[Opening TASK DATA section]
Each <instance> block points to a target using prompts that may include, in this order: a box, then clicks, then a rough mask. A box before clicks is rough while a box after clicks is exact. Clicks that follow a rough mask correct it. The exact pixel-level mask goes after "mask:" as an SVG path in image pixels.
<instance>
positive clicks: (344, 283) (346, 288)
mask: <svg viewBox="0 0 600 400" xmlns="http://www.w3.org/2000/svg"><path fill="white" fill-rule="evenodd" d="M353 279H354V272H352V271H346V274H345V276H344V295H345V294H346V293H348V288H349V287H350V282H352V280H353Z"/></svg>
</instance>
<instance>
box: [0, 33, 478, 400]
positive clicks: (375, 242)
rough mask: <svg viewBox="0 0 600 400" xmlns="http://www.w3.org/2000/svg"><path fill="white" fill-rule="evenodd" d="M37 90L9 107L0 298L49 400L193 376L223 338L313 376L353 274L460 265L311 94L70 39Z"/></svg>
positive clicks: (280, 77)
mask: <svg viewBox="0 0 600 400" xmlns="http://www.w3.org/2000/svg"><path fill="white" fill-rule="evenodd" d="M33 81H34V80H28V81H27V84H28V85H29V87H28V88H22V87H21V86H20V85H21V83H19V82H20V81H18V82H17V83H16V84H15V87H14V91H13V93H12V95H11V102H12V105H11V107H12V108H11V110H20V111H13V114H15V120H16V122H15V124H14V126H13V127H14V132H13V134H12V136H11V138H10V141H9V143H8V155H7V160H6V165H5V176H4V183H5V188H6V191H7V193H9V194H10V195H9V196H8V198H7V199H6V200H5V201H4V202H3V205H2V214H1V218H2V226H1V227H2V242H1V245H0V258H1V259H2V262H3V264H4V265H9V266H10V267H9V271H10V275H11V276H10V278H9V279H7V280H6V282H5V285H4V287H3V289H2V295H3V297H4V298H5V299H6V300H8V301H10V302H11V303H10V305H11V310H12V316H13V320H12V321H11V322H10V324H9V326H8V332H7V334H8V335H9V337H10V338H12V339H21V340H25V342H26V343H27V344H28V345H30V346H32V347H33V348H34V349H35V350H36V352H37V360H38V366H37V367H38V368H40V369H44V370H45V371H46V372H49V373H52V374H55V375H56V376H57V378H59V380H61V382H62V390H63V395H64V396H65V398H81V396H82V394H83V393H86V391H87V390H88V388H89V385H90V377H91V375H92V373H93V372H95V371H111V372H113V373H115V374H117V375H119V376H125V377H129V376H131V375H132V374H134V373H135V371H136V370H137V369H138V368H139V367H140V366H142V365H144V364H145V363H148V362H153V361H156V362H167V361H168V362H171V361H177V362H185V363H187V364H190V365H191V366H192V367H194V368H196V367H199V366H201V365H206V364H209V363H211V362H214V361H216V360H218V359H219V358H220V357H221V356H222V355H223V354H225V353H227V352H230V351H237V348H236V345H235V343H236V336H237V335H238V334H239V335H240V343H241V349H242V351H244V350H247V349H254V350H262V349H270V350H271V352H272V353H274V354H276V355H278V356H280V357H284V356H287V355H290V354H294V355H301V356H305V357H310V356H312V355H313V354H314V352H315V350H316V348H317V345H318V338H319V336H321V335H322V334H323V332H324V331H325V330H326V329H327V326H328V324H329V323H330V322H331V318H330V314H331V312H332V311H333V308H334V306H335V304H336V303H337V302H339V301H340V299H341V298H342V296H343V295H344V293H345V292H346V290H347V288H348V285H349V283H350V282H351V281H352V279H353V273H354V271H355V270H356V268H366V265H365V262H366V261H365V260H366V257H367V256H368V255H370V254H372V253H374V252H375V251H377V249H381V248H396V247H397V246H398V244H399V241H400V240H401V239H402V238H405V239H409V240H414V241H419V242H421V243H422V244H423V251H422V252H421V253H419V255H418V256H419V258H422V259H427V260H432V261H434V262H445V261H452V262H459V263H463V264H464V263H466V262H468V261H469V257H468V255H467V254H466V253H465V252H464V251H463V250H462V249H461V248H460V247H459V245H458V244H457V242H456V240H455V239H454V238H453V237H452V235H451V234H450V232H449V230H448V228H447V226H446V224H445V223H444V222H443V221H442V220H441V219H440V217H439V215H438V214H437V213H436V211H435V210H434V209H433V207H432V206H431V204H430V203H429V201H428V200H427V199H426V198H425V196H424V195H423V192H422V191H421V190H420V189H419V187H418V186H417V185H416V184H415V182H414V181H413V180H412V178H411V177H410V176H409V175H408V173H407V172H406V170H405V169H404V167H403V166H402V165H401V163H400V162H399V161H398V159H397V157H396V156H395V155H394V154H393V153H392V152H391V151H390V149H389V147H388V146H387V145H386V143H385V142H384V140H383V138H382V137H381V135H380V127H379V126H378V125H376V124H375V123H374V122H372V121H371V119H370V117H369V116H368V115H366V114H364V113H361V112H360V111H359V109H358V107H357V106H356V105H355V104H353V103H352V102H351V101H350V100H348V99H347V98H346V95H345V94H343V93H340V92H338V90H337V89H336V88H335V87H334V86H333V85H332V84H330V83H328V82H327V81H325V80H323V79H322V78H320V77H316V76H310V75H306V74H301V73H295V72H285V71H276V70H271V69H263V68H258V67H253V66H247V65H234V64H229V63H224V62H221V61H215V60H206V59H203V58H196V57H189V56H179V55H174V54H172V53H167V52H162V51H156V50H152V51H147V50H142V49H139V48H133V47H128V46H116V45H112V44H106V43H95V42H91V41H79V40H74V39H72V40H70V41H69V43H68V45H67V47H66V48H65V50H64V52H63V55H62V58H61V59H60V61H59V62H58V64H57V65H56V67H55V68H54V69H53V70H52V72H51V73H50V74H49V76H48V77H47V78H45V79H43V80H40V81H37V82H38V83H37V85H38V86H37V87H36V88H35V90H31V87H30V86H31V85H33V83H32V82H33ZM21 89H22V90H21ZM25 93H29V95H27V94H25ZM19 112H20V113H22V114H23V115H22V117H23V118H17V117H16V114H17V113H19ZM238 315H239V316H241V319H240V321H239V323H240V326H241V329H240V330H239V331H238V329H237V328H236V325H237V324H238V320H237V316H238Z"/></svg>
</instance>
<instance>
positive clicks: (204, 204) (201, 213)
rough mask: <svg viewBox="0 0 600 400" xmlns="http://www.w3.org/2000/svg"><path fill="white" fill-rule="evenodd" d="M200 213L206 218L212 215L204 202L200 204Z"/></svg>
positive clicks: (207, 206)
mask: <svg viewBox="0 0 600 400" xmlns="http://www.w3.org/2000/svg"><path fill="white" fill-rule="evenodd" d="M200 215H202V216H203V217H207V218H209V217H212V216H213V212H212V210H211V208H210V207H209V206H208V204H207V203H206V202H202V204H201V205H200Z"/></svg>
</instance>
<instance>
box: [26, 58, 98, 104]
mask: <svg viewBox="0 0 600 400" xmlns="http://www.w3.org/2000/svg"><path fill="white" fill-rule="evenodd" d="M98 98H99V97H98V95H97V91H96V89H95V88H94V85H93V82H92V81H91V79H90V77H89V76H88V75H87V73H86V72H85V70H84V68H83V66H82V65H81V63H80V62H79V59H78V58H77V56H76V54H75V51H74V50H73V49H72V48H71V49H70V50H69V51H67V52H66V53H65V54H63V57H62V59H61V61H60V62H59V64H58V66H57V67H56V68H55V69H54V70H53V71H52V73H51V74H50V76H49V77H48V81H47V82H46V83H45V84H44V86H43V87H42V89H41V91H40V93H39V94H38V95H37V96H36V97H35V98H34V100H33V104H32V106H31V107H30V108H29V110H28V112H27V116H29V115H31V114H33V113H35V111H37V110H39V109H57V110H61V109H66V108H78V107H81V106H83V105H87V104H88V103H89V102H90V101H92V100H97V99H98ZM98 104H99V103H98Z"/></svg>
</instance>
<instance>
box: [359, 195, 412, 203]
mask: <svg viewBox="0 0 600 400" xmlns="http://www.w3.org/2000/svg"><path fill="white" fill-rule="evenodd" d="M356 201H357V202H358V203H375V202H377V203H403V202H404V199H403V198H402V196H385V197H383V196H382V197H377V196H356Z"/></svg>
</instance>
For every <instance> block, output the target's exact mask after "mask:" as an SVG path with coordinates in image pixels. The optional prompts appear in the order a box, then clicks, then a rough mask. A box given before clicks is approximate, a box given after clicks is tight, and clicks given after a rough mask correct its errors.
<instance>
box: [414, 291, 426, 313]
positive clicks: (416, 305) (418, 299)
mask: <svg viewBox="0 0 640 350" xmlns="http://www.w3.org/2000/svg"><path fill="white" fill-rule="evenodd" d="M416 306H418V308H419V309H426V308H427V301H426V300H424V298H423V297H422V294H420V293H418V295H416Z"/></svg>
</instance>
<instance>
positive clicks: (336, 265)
[Closing TASK DATA section]
> _REQUIREMENT_
Take every line in the preceding listing that contains "then" and copy it.

> _TASK RESULT_
Each <instance> block points to a target using prompts that may include, in this order: a box, then clicks, then a rough mask. A box before clicks is rough while a box after clicks is exact. Clicks that follow a rough mask correct it. The exact pixel-level mask goes after "mask:" as an SVG path in image pixels.
For every <instance> block, output the target's exact mask after "mask:" as an SVG path with coordinates in image pixels. The optional prompts appear in the order a box, then clicks, then a rough mask. A box given before clicks is approximate, a box given after clicks is tight, and clicks given after a rough mask correct its errors.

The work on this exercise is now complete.